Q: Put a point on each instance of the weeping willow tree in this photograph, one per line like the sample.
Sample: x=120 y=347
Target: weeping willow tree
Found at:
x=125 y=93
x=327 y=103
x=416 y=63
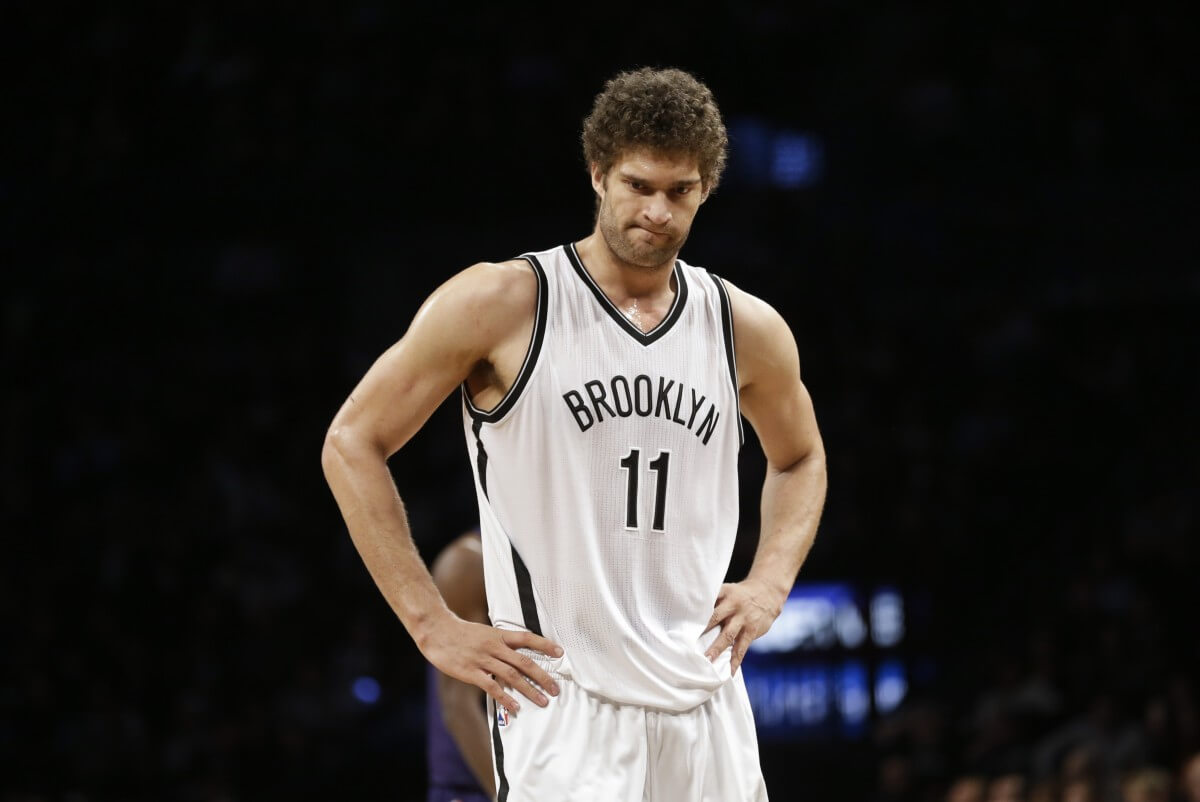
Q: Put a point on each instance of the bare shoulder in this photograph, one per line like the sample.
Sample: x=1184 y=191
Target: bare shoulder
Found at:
x=763 y=341
x=489 y=297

==*==

Could you copy every row above again, requests included, but increase each x and y coordinate listed under "Found at:" by 29 while leaving the sample coordinates unchanged? Omit the pictures from your answer.

Q: Put a point on each instance of the weeping willow tree in this photograph, one per line like the sample.
Sample: x=120 y=347
Target: weeping willow tree
Found at:
x=154 y=122
x=356 y=132
x=445 y=92
Q: Put a point on each instance of the bare shoulder in this photograph, one per line like the sample.
Sample: x=1184 y=191
Target: bare shoulder
Found at:
x=792 y=370
x=518 y=326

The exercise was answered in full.